§ Exercise brief: Can you reproduce every line of the material below verbatim, from first to last?

§ Material supplied:
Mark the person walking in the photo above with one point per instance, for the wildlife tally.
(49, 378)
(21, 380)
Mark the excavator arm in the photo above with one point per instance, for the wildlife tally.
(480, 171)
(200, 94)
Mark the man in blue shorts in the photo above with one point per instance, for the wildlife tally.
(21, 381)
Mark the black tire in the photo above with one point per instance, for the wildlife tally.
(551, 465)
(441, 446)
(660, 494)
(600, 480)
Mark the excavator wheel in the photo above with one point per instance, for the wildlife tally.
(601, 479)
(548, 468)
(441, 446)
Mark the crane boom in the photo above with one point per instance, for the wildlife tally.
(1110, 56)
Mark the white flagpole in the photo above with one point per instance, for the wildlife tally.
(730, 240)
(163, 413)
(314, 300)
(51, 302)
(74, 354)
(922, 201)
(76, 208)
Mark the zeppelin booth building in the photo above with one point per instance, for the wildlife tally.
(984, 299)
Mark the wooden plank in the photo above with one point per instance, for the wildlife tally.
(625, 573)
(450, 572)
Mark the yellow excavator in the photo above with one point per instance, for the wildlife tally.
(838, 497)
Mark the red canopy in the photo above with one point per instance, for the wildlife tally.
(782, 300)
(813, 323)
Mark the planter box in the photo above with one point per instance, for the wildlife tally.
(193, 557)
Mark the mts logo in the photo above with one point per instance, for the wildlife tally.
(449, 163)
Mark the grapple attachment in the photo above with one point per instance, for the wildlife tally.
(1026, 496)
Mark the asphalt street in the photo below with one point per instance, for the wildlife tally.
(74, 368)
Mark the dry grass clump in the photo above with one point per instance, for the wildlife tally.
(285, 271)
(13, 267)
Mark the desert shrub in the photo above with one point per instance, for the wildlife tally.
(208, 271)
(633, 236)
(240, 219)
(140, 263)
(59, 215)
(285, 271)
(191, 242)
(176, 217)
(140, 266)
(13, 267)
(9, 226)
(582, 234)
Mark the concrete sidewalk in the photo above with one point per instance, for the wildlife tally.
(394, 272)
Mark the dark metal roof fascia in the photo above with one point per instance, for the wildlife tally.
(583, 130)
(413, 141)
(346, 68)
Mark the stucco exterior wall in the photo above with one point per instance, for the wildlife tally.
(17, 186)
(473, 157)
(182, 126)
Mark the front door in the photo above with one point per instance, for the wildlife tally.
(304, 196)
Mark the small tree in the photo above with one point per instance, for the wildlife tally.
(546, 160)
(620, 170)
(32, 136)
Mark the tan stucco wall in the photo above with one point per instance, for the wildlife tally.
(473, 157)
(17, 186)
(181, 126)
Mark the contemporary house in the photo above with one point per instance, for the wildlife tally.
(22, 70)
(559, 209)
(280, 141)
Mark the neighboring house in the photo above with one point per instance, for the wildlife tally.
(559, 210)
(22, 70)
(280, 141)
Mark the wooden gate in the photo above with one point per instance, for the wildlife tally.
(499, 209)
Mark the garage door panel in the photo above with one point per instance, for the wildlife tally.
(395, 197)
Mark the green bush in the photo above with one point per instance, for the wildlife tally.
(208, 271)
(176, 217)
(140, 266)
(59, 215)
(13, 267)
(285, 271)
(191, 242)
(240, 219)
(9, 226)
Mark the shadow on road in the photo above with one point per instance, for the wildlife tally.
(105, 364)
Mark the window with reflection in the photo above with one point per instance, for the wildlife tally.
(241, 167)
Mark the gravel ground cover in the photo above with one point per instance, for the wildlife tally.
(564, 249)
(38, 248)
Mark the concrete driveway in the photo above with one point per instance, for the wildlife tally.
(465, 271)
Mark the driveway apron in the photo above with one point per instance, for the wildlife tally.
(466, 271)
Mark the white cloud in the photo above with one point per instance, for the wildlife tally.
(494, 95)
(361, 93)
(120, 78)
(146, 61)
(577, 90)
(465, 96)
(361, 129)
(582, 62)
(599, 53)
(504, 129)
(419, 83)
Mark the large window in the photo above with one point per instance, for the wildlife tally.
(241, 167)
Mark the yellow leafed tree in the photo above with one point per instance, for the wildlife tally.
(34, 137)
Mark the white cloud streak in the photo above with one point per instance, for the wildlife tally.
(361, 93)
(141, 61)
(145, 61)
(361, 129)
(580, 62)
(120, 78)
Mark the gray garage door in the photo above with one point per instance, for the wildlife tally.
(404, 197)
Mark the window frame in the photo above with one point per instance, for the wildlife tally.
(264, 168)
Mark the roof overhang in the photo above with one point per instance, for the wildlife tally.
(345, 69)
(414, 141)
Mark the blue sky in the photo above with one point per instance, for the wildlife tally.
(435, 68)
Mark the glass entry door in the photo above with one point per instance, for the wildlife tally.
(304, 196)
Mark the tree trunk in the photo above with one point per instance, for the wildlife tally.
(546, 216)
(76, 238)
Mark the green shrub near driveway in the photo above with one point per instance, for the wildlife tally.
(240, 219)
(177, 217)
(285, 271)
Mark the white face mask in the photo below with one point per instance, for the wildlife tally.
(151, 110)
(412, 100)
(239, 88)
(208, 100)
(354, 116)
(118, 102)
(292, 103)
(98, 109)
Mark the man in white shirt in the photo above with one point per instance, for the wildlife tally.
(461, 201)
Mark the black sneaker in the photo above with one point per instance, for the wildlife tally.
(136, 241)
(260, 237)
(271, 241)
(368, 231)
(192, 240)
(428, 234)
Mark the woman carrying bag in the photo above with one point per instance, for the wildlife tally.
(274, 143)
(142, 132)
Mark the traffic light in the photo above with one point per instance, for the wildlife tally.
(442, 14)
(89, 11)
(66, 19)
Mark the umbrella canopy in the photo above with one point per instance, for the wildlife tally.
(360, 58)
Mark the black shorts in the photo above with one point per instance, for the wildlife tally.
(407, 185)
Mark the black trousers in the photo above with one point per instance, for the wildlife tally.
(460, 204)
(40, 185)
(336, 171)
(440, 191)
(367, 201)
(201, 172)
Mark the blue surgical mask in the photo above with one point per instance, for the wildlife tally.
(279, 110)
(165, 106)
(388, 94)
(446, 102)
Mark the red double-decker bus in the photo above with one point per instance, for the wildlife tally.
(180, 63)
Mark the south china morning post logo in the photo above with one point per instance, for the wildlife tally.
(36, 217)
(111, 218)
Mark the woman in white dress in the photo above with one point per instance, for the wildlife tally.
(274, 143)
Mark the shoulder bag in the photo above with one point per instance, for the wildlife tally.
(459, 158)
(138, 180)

§ The answer:
Mark the person walking in the photo above with one point per instance, for the wildlife tally.
(49, 378)
(21, 380)
Mark the excavator arm in the photo above with one point per instance, for the wildlife tally.
(480, 171)
(200, 94)
Mark the man in blue shorts in the photo above with one point per instance, for the wildlife tally.
(21, 381)
Mark the black tire in the photo above with one point per instance, for the wildlife tally.
(551, 465)
(441, 446)
(660, 494)
(600, 480)
Mark the excavator wheel in the photo above with one point per instance, for the wildlife tally.
(601, 479)
(548, 468)
(441, 446)
Mark the crane boom in the photo above with one point per instance, for the wildlife tally.
(1110, 56)
Mark the white flagpole in the photo above with one point per instance, for the wildlife tally.
(730, 240)
(163, 413)
(314, 300)
(51, 302)
(74, 354)
(922, 201)
(76, 208)
Mark the zeppelin booth building in the photo above with one point per instance, for the wildlife tally.
(984, 299)
Mark the wooden plank in the photo above with one point per instance, for the wildlife tally.
(625, 573)
(450, 572)
Mark the yellow excavator in the photo above with one point per instance, for the wildlife tally.
(838, 497)
Mark the red canopy in the photo above with one point per instance, for the wildlife tally.
(782, 300)
(813, 323)
Mark the planter box in the photo above with one point per instance, for the wildlife tally.
(193, 557)
Mark the mts logo in the photo above with one point per instance, for the wildlife tally.
(449, 163)
Mark the grapple attachment in the photo above with one point per instance, for the wildlife tally.
(1026, 496)
Mark the asphalt street in the photo below with one point per instance, for the wildlife tally.
(74, 368)
Mark the dry grass clump in the photo above with one point per instance, for the wildlife tally.
(285, 271)
(13, 267)
Mark the desert shrub in the photo above with one point per instance, for the wildlife tally.
(208, 271)
(633, 236)
(240, 219)
(140, 263)
(59, 215)
(285, 271)
(191, 242)
(176, 217)
(140, 266)
(13, 267)
(9, 226)
(582, 234)
Mark the concrete sidewalk in the photo above with one point per instance, for the wildlife tally.
(394, 272)
Mark the dark metal roof fascia in the photo above with one point per instance, for the wildlife tally.
(583, 130)
(413, 141)
(346, 68)
Mark the stucco exterior wall in the photo above with one point per instance, for the wildlife tally.
(17, 186)
(473, 157)
(182, 126)
Mark the front door in the photo above with one point per instance, for the wildlife tally.
(304, 196)
Mark the small tree in the photo above with one point per instance, for the wildlife tally.
(546, 160)
(620, 170)
(32, 136)
Mark the tan stucco wall in the photo above with one point per instance, for the wildlife tally.
(473, 157)
(17, 186)
(181, 126)
Mark the contemporary house in the photo above with one point per instance, for the wildlife tally.
(22, 70)
(559, 209)
(280, 141)
Mark the neighboring house in the photo above with one point per instance, for the wildlife tally.
(559, 210)
(22, 70)
(280, 141)
Mark the wooden gate in the photo above with one point per instance, for the wildlife tally.
(499, 209)
Mark the garage door panel in the photo above with one point per instance, for the wildlife tally.
(395, 197)
Mark the green bush in the photo above with one point per instance, for the wildlife tally.
(208, 271)
(176, 217)
(140, 266)
(59, 215)
(13, 267)
(285, 271)
(191, 242)
(240, 219)
(9, 226)
Mark the shadow on road in the photo above with one point per instance, for the wildlife tally.
(105, 364)
Mark the window with reflection in the photo above with one point per instance, for the wildlife tally.
(241, 167)
Mark the gravel ground cover in the photo above with one point per instance, for the wildlife tally.
(564, 249)
(38, 248)
Mark the concrete driveway in the photo above with one point per instance, for the wildlife tally.
(465, 271)
Mark the driveway apron in the photo above with one point per instance, for the wildlife tally.
(466, 271)
Mark the white cloud in the photo above with one point per instance, for the wildlife tally.
(494, 95)
(361, 93)
(120, 78)
(146, 61)
(577, 90)
(465, 96)
(361, 129)
(582, 62)
(599, 53)
(504, 129)
(419, 83)
Mark the large window in the photo above with one point per instance, for the wildlife tally.
(241, 167)
Mark the yellow leafed tree in the photo above with one point per instance, for the wildlife tally.
(34, 137)
Mark the white cloud streak in the photo above with one point per instance, for the wildlife tally.
(361, 93)
(141, 61)
(145, 61)
(361, 129)
(580, 62)
(120, 78)
Mark the gray garage door in the photo above with one point per instance, for the wildlife tally.
(404, 197)
Mark the window frame in the photo above with one point per instance, for the wildlife tally.
(264, 168)
Mark the roof overhang in the photo above with one point per instance, for the wildlife tally.
(345, 69)
(414, 141)
Mark the blue sky in the photo above with one point per instance, for the wildlife tally.
(435, 68)
Mark the glass entry door in the photo above with one point per instance, for the wildlife tally.
(304, 196)
Mark the tree trunk in the photo above with one point per instance, for the wildlife tally.
(546, 216)
(76, 238)
Mark the green shrub near driveway in the photo above with one point per instance, for the wildlife tally.
(240, 219)
(177, 217)
(285, 271)
Mark the white face mask in the photo below with one point per instance, for the wildlife tally.
(151, 110)
(412, 100)
(239, 88)
(208, 100)
(354, 116)
(118, 102)
(292, 103)
(98, 109)
Mark the man in white shirt in the photo above with one point per instance, for the wildlife tally.
(461, 201)
Mark the black sneaker in the photo above with one point per instance, for the wildlife tally.
(136, 241)
(260, 237)
(271, 241)
(368, 231)
(192, 240)
(428, 234)
Mark the woman carrying bag in the photo above with one point per instance, for the wildlife tally.
(274, 143)
(142, 132)
Mark the traffic light in the photo above with one point per instance, for the wildlife tally.
(442, 14)
(89, 11)
(66, 19)
Mark the umbrella canopy in the photo above with one point per instance, for the wildlife tally.
(360, 58)
Mark the black shorts in the photo above with one point per instance, for the wildlife tally.
(407, 185)
Mark the black trousers in the photo above with one point per instance, for the wildlife tally.
(460, 204)
(40, 185)
(336, 171)
(440, 191)
(367, 201)
(201, 172)
Mark the blue surgical mask in the photo above with one point per instance, for the wildlife tally.
(279, 110)
(165, 106)
(388, 94)
(446, 102)
Mark the red double-decker bus in the photo above with one point per instance, for the wildlife tally.
(180, 63)
Mark the south china morning post logo in the photo above with one point per instance, for the wildlife tally.
(36, 217)
(111, 218)
Mark the woman in white dress in the photo above with one point per instance, for the wildlife tally.
(274, 143)
Mark the shoulder bag in the photo above with one point per instance, for the wildlife tally.
(459, 158)
(138, 180)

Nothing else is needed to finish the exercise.